How to complete this task: Could you write out the listing below again, exactly?

☆ ☆ ☆ ☆ ☆ ☆ ☆

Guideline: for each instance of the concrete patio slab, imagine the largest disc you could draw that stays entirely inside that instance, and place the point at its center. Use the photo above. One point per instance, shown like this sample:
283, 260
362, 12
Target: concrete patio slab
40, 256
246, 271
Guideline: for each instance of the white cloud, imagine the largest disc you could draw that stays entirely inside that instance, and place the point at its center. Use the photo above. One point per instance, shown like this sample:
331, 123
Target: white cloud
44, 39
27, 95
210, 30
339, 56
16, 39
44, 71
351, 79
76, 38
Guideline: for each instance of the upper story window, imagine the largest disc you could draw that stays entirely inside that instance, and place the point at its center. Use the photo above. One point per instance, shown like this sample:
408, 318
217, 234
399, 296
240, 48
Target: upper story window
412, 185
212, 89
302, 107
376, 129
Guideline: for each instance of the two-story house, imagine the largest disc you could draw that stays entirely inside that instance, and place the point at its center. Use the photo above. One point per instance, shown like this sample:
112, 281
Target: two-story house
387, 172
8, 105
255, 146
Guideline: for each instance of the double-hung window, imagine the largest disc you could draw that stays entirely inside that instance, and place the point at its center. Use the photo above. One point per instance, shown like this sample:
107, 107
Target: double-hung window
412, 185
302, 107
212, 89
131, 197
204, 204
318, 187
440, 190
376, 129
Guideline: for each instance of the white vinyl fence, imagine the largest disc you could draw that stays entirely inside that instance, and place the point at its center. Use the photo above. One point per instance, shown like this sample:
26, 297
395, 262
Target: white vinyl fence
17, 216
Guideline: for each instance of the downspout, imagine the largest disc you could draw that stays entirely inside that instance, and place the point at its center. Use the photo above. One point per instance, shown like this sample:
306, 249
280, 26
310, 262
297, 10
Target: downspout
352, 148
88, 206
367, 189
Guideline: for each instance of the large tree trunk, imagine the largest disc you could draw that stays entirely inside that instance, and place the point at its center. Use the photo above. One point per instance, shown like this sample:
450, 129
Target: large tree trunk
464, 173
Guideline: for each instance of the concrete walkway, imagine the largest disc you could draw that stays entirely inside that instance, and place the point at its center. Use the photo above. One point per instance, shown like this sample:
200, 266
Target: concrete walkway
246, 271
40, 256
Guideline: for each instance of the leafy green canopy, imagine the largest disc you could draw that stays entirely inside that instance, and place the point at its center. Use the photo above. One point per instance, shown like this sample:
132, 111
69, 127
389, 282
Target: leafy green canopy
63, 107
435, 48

☆ ☆ ☆ ☆ ☆ ☆ ☆

Task answer:
Guideline: for each instance of the concrete patio slab, imagine the largest disc you could draw that stays entirely inside that instance, and place the point at its center. Use the photo above. One point per instance, shown like this sample:
283, 260
362, 12
Target: concrete patio slab
40, 256
246, 271
Guideline: for each instance of the white cloud, imagine the largest disc you could draw that stays entirely inside that instance, and place the point at its center. Use the photo above. One point per instance, shown like this sample:
331, 123
Target: white cloud
44, 39
27, 95
210, 30
339, 56
16, 39
44, 71
351, 79
76, 38
Guideline: for each instance of the upper story window, imagine the largest disc you could draw that stays entirely inside that instance, and place the point at its center. Use the photo above. One point per instance, shown like this sample:
408, 318
217, 234
399, 296
240, 48
Target: upper story window
412, 185
212, 89
302, 107
376, 129
Guideline: for each instance of the two-story house, imagine the largest disc you could draw that stays entirely inside that instance, and place the point at its center. Use the photo above. One point per instance, shown like this sample:
112, 281
Target: two-story house
387, 172
8, 105
255, 146
Guideline: for each instance of the double-hung window, imagine the largest disc you could draw that stays entirely inside that instance, and place the point at its center. Use the photo above. One point per instance, shown like this sample:
107, 107
Target: double-hung window
412, 185
302, 107
212, 89
131, 197
204, 204
318, 187
440, 190
376, 129
Guideline: for each instance of the white vinyl fence, imagine the largest disc you could draw that stays entirely inside that instance, and place the point at its center. Use the photo above. One point per instance, shown like this sample:
26, 297
395, 262
Target: white vinyl fence
17, 216
Guideline: for each instance of the downspout, imagine the largest disc you could draw that stays entirely inside that instance, and place the point at its center. Use the photo above. One point per instance, shown like this sample:
306, 249
280, 26
310, 262
297, 10
Target: downspout
352, 148
88, 206
367, 189
Guideline: for each instance of the large tree trunk, imagine the largest disc you could draw that stays entirely inside that instance, and place the point at its center. Use the photo above. One point per instance, shown like this sample:
450, 129
Target: large tree trunk
464, 173
Guideline: for each instance of the concrete walkway, imagine the largest disc you could draw that stays entirely inside that instance, and place the point at its center. Use the photo above. One point per instance, shown like this sample:
200, 266
Target: concrete walkway
246, 271
40, 256
Guideline: for each instance of the leafy green canopy, imagine the largest disc you could draw that stays entirely inside that instance, and place the point at its center. Use the photo above. One point per instance, shown like this sample:
132, 111
69, 127
389, 282
Target: leafy green canopy
63, 107
435, 48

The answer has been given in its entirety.